Task item
Every single entry should be printed exactly.

Record set
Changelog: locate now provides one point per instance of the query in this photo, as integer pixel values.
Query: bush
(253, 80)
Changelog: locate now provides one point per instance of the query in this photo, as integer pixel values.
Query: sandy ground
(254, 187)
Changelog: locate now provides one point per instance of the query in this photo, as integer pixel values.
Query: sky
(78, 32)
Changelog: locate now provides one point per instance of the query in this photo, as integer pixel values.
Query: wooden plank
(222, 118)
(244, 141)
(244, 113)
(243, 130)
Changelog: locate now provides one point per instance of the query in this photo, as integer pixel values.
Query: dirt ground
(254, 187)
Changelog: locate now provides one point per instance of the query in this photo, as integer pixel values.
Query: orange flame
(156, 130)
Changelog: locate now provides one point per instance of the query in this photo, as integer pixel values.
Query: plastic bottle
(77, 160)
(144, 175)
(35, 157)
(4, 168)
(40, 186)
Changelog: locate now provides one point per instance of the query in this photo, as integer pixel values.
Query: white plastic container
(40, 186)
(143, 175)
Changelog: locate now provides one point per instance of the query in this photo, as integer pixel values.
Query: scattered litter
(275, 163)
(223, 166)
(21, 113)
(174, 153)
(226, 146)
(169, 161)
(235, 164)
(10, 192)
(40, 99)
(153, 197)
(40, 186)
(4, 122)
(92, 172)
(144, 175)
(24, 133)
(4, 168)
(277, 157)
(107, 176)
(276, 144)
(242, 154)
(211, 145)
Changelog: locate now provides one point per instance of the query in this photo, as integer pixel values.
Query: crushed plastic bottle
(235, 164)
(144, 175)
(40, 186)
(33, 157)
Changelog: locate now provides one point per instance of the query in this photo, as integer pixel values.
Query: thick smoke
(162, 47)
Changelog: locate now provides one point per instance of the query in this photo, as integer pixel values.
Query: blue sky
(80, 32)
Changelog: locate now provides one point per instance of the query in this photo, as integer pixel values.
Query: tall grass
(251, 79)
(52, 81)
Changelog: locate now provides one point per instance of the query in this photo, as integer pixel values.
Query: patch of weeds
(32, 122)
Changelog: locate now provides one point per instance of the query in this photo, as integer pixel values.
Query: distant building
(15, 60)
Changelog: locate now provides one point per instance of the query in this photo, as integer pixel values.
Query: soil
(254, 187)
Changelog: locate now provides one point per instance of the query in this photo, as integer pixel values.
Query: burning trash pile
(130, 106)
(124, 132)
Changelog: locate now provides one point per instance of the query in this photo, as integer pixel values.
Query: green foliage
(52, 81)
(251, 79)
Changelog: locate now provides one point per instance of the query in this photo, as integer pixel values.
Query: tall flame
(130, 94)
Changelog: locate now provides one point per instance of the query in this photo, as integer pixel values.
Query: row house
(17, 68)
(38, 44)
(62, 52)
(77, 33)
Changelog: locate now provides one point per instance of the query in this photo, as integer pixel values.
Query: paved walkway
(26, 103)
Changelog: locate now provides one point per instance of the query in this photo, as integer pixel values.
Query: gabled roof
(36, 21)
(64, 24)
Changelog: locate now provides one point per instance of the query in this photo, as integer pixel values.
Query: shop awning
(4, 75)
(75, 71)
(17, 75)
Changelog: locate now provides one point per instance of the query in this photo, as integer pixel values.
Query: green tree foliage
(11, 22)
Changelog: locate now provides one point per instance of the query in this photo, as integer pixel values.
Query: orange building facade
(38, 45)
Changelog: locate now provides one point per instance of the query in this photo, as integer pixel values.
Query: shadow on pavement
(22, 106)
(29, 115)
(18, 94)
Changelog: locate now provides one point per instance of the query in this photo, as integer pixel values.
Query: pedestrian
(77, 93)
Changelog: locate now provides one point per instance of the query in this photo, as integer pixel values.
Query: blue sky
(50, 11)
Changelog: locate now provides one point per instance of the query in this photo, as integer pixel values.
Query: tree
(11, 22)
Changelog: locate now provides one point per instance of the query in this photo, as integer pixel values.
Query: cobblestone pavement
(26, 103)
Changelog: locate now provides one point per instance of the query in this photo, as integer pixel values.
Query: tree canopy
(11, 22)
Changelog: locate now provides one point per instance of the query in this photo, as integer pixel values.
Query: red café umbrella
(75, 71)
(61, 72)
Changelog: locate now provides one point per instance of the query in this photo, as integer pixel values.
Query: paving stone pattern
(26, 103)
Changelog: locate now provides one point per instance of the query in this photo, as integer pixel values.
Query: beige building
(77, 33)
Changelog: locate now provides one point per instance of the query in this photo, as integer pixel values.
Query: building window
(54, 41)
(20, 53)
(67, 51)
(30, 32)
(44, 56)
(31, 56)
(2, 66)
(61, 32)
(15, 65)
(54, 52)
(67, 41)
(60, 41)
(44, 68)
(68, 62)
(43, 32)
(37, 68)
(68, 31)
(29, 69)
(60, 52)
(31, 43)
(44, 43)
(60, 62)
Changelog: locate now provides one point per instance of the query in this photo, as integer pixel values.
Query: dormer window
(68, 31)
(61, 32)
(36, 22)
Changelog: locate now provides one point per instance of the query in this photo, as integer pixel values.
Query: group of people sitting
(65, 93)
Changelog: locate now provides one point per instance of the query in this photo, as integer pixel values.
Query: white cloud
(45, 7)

Response box
Changelog: locate now provides one point per instance of the query in this photo, as integer pixel values.
Query: bush
(253, 80)
Changelog: locate now provides one point per instance of the query in this photo, as integer pixel values.
Query: sandy ground
(254, 187)
Changelog: locate now provides one point per instance of the query in this photo, as integer pixel values.
Query: sky
(78, 32)
Changelog: locate now provides one point per instance of the query in this photo, as integer pixel values.
Query: wooden plank
(222, 118)
(244, 141)
(244, 113)
(243, 130)
Changelog: locate now provides one point per instance of the query in this photo, as integer pixel values.
Query: dirt ground
(254, 187)
Changelog: locate now provides one point per instance of the query in this photo, as integer pixel values.
Query: orange flame
(156, 130)
Changelog: locate now provides one point per instance of the query in this photo, as integer pixel values.
Query: plastic bottle
(77, 160)
(144, 175)
(35, 157)
(4, 168)
(40, 186)
Changelog: locate now provides one point per instance of the query in this photo, as integer pixel values.
Query: white plastic container
(40, 186)
(143, 175)
Changelog: locate now provides one point per instance of the query in this photo, as integer pixel values.
Query: scattered litter
(275, 163)
(223, 166)
(21, 113)
(174, 153)
(226, 146)
(169, 161)
(235, 164)
(10, 192)
(40, 99)
(153, 197)
(40, 186)
(4, 122)
(92, 172)
(144, 175)
(24, 133)
(4, 168)
(277, 157)
(107, 176)
(276, 144)
(242, 154)
(211, 145)
Changelog: locate now provides one point per instance of the query in this photo, as integer pixel values.
Query: crushed plastic bottle
(235, 164)
(144, 175)
(40, 186)
(33, 157)
Changelog: locate now provides one point per instance of the query in this photo, as integer pixel values.
Query: thick smoke
(162, 47)
Changelog: locate now provides one point per instance of the query in this photo, as integer pixel values.
Query: blue sky
(80, 32)
Changelog: locate now provides one point per instance of the query in this photo, as integer pixel values.
Query: tall grass
(251, 79)
(52, 81)
Changelog: locate now provides one point per instance of the query in this photo, as integer pixel values.
Query: patch of weeds
(32, 122)
Changelog: locate now provides one point per instance of the query in this photo, as integer pixel values.
Query: distant building
(15, 60)
Changelog: locate now provides one point per instance of the query in this photo, as integer pixel values.
Query: soil
(254, 187)
Changelog: locate now provides one point per instance of the query in this photo, as integer pixel values.
Query: burning trash pile
(130, 106)
(124, 132)
Changelog: locate now provides one point per instance of the query in this photo, as integer pixel values.
Query: green foliage
(52, 81)
(251, 79)
Changelog: locate now provides one point per instance of the query in this photo, as integer pixel values.
Query: tall flame
(130, 94)
Changelog: locate now provides one point per instance of the query in this photo, as integer pixel values.
Query: row house
(17, 68)
(38, 44)
(62, 52)
(77, 33)
Changelog: locate now provides one point per instance of the query in this photo, as integer pixel values.
Query: paved walkway
(26, 103)
Changelog: locate now provides one point per instance of the query in this photo, as integer pixel values.
Query: gabled roof
(36, 21)
(64, 24)
Changelog: locate now provides one point per instance of the query in this photo, as integer pixel values.
Query: shop awning
(4, 75)
(75, 71)
(17, 75)
Changelog: locate now provides one point per instance of the query in this photo, as integer pixel values.
Query: green tree foliage
(11, 22)
Changelog: locate now provides one point per instance of the query in this photo, as integer pixel values.
Query: orange building facade
(38, 45)
Changelog: locate now provides one point per instance of the query in this photo, as integer pixel values.
Query: shadow on pavement
(22, 106)
(29, 115)
(18, 94)
Changelog: locate now provides one point per instance of the query in this photo, as integer pixel values.
Query: pedestrian
(77, 93)
Changelog: locate now provides one point per instance of the query in this photo, as integer pixel values.
Query: blue sky
(50, 11)
Changelog: locate now provides one point per instance of the query in this photo, as integer pixel values.
Query: tree
(11, 22)
Changelog: locate now provides one point per instance of the query in this photo, as integer pixel values.
Query: cobblestone pavement
(26, 103)
Changelog: locate now provides one point per instance of the query in this photo, as integer pixel values.
Query: tree canopy
(11, 22)
Changelog: locate now provides one point per instance of the query in this photo, as integer pixel values.
Query: red café umbrella
(75, 71)
(61, 72)
Changelog: locate now provides one point per instance of the query in this photo, as integer pixel values.
Query: paving stone pattern
(26, 103)
Changelog: locate now provides one point per instance of the query in this photo, as integer pixel values.
Query: beige building
(77, 33)
Changelog: locate now provides one point per instance of the query in this photo, as integer pixel values.
Query: building window
(54, 41)
(20, 53)
(67, 51)
(30, 32)
(44, 56)
(31, 56)
(2, 66)
(61, 32)
(15, 65)
(54, 52)
(67, 41)
(60, 41)
(44, 68)
(68, 62)
(43, 32)
(37, 68)
(68, 31)
(29, 69)
(60, 52)
(31, 43)
(44, 43)
(60, 62)
Changelog: locate now provides one point per instance of the query in this photo, as integer pixel values.
Query: dormer window
(68, 31)
(61, 32)
(36, 22)
Changelog: locate now provides one point per instance of the query in this photo, as integer pixel values.
Query: group of people sitting
(65, 93)
Changelog: locate now provides one point per instance of the query in this photo, as integer pixel values.
Query: white cloud
(45, 7)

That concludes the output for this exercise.